* **Written problem 1**
Extract every line in the entries below that contains the word "throat".

// Copyright 2021 The Chromium Authors
// Use of this source code is governed by a BSD-style license that can be
// found in the LICENSE file.
syntax = "proto2";
option optimize_for = LITE_RUNTIME;
package segmentation_platform.proto;
import "components/segmentation_platform/public/proto/aggregation.proto";
import "components/segmentation_platform/public/proto/output_config.proto";
import "components/segmentation_platform/public/proto/types.proto";
// The version is used to verify if the metadata provided by the server is
// supported in current version of the code. Update the version number for any
// new feature added to metadata proto, and add a log of the new changes in the
// current version in this file.
// Version 0 supports UMA features and aggregation in |features| field.
// Version 1 supports UMA features, custom inputs and sql features in
// |input_features| field.
// Version 2 supports training data output collection in |training_outputs|
// field.
// Version 3 supports trigger configurations for training data collection.
enum CurrentVersion {
METADATA_VERSION = 3;
}
// Version information for segmentation models.
message VersionInfo {
// Minimum model metadata version that is supported. Some newer
// features/fields might not be available before this version. This field is
// set on the server and read by the client to verify if model is valid.
optional int32 metadata_min_version = 1;
// Current model metadata version. This field is set by the client while
// sending a model download request to optimization guide server so that the
// server knows the capabilities of the client.
optional int32 metadata_cur_version = 2;
}
// Used to identify the source of the model whether it is a client side or
// server side model.
enum ModelSource {
UNKNOWN_MODEL_SOURCE = 0;
SERVER_MODEL_SOURCE = 1; // Represents server side model.
DEFAULT_MODEL_SOURCE = 2; // Represents client side model.
}
message UMAFeature {
// The type of signal this feature refers to.
// Note: SignalType::UKM_EVENT type is only used for SignalStorageConfig and
// should not be used as uma feature's signal type.
optional SignalType type = 1;
// The human readable name of the histogram or user action.
optional string name = 2;
// The hash of the histogram name or user action. Must match the result of
// base::HashMetricName.
optional fixed64 name_hash = 3;
// Number of buckets to include in the result. If set to 0, no data will be
// collected. This can be used to start storing data before it should be used.
// See documentation for Aggregation for details.
optional uint64 bucket_count = 4;
// The required length of the calculated result. See documentation for
// Aggregation for details.

* **Written problem 2**
Revise the proto definition above, reproducing it from "DEFAULT_MODEL_SOURCE = 2;" up to and including "feature's signal type.", with "SignalStorageConfig" replaced by "SignalStoreConfig".

* **Data entries**

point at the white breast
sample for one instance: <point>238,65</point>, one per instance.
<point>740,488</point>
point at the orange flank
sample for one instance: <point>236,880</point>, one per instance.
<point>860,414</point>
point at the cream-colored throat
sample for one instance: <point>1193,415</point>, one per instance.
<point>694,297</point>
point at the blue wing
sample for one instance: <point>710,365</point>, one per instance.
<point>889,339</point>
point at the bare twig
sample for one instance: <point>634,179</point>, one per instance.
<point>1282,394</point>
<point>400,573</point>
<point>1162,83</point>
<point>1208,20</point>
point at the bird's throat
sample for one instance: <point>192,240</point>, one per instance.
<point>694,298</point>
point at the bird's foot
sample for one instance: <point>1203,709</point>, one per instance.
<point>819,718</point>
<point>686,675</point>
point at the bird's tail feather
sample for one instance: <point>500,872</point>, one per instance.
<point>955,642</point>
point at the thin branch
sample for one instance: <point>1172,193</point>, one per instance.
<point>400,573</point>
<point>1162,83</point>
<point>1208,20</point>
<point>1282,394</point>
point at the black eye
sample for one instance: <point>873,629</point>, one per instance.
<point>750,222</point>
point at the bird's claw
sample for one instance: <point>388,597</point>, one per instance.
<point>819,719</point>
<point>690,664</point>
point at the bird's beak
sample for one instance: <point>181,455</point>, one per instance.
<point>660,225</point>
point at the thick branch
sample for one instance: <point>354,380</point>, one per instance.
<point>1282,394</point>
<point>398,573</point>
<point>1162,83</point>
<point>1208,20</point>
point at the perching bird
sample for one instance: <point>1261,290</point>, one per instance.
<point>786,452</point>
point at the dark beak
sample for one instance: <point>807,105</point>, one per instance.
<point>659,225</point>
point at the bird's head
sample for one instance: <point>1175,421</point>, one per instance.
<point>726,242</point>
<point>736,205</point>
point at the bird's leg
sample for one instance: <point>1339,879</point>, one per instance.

* **Task result 1**
point at the cream-colored throat
point at the bird's throat

* **Task result 2**
DEFAULT_MODEL_SOURCE = 2; // Represents client side model.
}
message UMAFeature {
// The type of signal this feature refers to.
// Note: SignalType::UKM_EVENT type is only used for SignalStoreConfig and
// should not be used as uma feature's signal type.